◆ Your goal
Collect every line from the entries below that contains the word "hair".

◆ Given data

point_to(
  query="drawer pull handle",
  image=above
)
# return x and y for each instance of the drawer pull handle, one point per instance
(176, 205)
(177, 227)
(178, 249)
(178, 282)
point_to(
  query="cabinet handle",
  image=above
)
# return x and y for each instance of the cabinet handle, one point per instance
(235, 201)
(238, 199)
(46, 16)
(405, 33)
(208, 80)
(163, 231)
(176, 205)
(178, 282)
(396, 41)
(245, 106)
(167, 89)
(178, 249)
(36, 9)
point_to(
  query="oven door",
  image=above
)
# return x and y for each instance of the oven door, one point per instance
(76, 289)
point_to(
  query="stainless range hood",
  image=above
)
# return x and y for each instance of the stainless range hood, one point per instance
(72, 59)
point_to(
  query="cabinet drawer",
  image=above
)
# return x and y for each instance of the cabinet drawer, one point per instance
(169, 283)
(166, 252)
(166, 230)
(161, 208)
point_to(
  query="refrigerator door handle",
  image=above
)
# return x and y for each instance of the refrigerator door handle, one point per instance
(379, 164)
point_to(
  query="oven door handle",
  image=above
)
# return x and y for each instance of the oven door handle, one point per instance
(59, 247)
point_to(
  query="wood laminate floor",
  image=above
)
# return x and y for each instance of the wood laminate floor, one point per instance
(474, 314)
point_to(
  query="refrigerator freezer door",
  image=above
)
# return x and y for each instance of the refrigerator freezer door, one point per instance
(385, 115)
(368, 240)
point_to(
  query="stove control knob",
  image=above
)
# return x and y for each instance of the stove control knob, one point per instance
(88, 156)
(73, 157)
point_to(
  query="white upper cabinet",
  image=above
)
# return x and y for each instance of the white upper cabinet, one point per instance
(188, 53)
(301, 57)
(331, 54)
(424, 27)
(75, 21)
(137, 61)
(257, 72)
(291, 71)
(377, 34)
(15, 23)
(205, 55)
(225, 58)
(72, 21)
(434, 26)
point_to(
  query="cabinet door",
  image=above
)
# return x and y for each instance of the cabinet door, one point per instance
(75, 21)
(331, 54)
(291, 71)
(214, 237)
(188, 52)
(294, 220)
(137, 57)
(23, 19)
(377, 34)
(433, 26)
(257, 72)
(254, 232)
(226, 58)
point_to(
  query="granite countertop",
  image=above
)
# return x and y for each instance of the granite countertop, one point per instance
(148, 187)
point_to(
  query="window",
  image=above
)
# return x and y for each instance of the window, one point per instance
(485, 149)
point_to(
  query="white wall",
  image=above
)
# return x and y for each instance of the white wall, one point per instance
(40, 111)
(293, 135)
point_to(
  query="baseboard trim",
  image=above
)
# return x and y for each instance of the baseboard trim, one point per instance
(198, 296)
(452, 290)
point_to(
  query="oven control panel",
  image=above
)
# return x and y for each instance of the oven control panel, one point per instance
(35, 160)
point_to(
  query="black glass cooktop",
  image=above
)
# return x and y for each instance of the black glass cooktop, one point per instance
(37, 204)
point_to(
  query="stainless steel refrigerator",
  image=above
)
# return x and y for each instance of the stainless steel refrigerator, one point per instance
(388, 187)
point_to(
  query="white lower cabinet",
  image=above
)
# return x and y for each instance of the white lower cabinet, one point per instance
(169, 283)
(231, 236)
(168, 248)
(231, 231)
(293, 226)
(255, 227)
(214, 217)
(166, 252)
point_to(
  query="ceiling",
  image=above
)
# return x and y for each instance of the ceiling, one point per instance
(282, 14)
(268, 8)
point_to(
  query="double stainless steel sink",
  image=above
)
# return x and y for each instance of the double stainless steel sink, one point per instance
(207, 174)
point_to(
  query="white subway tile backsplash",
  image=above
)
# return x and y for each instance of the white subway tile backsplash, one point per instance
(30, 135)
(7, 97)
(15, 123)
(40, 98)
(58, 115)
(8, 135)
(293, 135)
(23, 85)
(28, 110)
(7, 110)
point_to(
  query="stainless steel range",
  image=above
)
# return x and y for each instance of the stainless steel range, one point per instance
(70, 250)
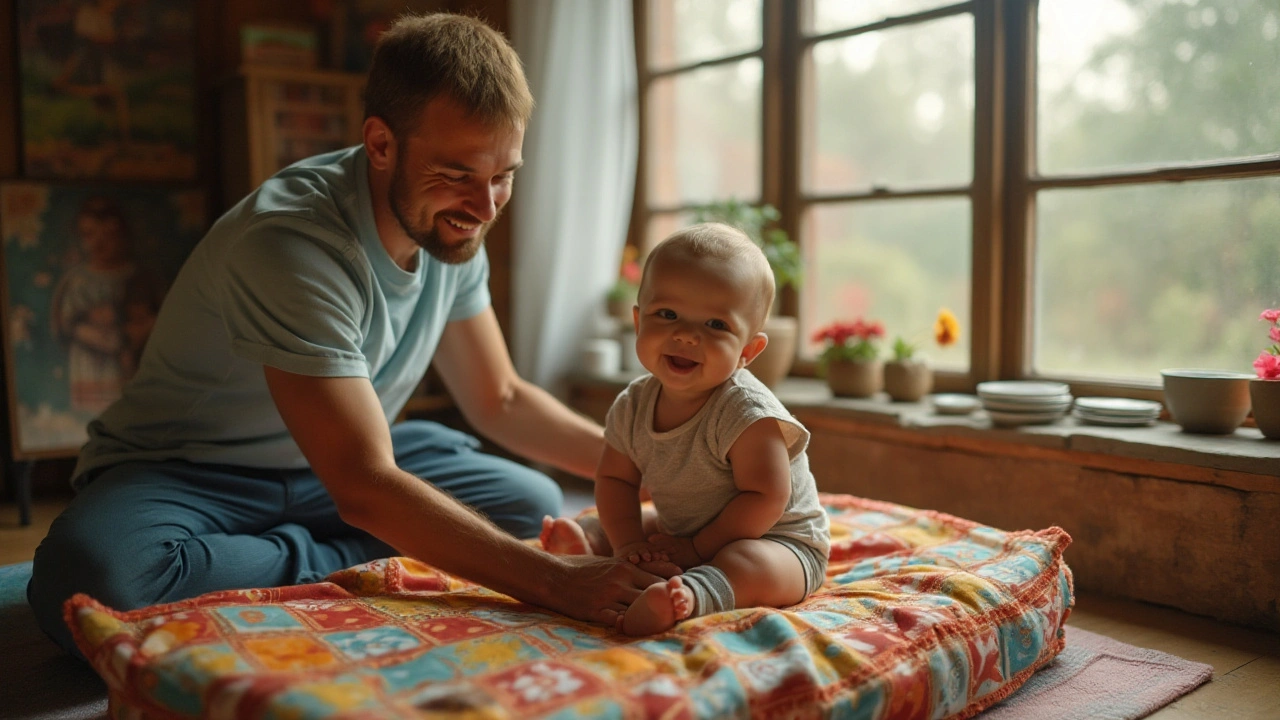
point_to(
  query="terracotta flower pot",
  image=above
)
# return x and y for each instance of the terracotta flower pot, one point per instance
(1265, 396)
(855, 378)
(775, 361)
(908, 381)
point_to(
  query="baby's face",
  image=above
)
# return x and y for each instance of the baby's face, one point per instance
(695, 323)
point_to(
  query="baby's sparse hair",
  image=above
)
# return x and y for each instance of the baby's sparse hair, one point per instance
(726, 244)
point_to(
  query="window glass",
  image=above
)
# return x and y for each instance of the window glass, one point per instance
(703, 139)
(688, 31)
(1132, 279)
(1123, 82)
(896, 261)
(894, 108)
(830, 16)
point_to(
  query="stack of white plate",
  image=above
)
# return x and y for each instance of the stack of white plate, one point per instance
(1121, 411)
(1024, 402)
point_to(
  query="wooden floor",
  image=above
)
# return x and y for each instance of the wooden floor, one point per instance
(1246, 662)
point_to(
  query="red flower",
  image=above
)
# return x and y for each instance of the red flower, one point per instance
(1267, 367)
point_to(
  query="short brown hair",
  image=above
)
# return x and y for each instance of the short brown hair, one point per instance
(725, 244)
(423, 57)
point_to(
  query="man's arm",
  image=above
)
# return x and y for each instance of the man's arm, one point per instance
(519, 415)
(338, 424)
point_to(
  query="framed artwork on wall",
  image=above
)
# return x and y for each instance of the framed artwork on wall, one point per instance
(85, 270)
(108, 89)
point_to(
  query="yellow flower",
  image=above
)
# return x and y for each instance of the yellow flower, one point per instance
(946, 328)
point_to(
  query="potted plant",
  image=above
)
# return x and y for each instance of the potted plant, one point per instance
(621, 296)
(850, 358)
(784, 256)
(1265, 390)
(908, 377)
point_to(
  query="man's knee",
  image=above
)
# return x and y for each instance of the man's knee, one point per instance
(528, 501)
(80, 557)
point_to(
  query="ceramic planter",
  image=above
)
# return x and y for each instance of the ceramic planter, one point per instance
(855, 378)
(1207, 401)
(908, 381)
(1266, 406)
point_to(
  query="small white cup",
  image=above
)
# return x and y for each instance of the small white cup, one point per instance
(602, 356)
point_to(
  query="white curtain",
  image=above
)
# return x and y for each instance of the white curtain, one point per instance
(572, 197)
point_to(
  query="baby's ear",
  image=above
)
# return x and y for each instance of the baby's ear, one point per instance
(754, 347)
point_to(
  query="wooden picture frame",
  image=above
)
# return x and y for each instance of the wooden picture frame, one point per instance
(108, 90)
(85, 270)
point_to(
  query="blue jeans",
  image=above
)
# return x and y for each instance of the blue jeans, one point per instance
(144, 533)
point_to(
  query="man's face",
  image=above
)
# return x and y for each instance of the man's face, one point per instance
(452, 178)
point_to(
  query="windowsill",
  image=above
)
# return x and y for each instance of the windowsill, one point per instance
(1243, 451)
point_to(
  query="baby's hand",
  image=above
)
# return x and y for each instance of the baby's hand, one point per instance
(676, 550)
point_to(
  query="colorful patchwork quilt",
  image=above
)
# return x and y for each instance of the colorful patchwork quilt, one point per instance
(922, 615)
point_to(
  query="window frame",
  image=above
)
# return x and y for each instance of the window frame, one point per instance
(1002, 190)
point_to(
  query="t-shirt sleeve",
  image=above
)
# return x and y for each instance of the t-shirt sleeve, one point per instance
(472, 288)
(293, 301)
(621, 418)
(740, 409)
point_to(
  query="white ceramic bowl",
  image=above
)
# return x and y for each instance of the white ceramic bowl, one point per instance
(1207, 401)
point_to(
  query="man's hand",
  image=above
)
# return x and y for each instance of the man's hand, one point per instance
(677, 550)
(597, 589)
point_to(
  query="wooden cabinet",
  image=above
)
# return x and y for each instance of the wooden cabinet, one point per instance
(274, 117)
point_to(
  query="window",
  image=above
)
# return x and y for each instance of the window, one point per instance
(702, 108)
(1092, 186)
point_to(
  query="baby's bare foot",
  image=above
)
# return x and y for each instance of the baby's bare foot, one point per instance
(658, 607)
(563, 537)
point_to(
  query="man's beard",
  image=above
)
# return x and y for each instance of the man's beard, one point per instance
(425, 235)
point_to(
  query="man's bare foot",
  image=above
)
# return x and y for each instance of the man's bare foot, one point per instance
(658, 607)
(563, 537)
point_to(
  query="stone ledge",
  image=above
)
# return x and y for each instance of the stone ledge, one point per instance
(1243, 451)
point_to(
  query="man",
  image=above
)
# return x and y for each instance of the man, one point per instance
(254, 447)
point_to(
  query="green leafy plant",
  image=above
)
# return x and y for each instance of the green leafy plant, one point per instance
(903, 350)
(782, 254)
(625, 288)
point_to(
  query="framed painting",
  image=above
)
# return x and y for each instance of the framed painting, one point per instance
(85, 269)
(108, 89)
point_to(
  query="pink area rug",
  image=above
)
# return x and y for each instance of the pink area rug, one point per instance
(1097, 678)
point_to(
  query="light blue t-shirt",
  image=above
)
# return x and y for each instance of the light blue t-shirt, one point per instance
(293, 277)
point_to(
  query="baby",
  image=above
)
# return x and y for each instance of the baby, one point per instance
(736, 518)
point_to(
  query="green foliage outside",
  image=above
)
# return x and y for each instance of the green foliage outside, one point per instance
(1128, 279)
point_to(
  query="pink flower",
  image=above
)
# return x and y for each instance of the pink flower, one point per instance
(1267, 367)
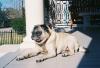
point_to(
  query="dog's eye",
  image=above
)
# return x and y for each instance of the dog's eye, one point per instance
(38, 33)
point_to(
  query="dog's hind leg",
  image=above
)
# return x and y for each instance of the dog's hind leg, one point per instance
(28, 53)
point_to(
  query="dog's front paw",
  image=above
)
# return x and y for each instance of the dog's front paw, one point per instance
(40, 60)
(65, 55)
(19, 58)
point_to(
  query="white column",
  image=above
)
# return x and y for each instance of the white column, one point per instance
(34, 15)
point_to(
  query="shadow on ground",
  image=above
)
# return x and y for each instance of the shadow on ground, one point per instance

◆ Output for this task
  query="baby's sparse hair",
# return x and y for each instance of the baby's sparse hair, one point per instance
  query="short brown hair",
# return x and y for each instance of the short brown hair, one point per instance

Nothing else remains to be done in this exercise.